[BEGIN EXCERPTED RECORDS]
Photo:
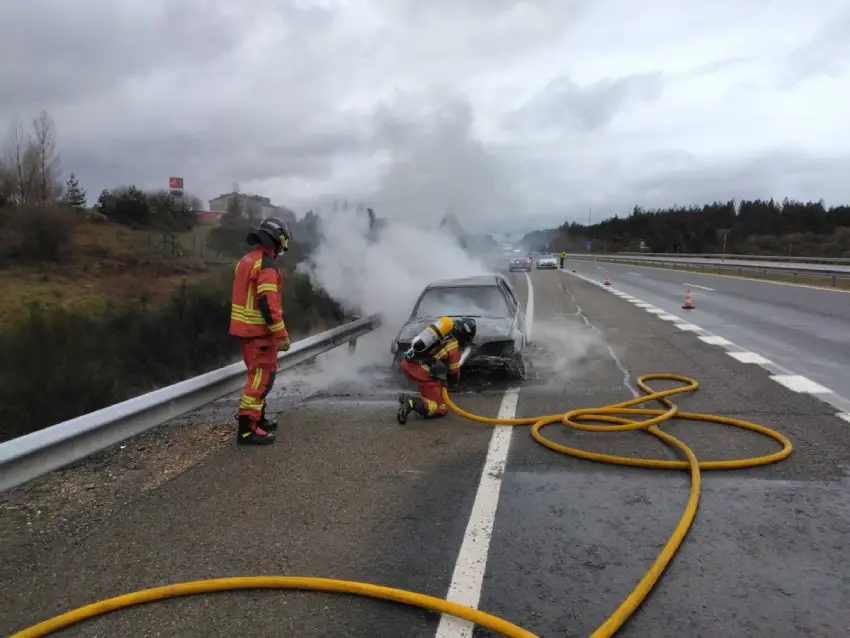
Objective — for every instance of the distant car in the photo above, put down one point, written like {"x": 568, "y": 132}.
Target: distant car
{"x": 500, "y": 341}
{"x": 547, "y": 261}
{"x": 520, "y": 263}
[END EXCERPTED RECORDS]
» WRITTEN EXERCISE
Render all of the material above as a two-column CSV with the header columns instruction and response, one row per item, placing its text and its answer each in a single quoted field with line breaks replaced by spaces. Omit the pictures.

» FINISHED EXERCISE
instruction,response
"Photo: Objective — for every instance of the distant car in the photo above, put down one point, written like {""x"": 568, ""y"": 132}. Target: distant car","{""x"": 500, ""y"": 341} {""x"": 547, ""y"": 261} {""x"": 520, ""y"": 263}"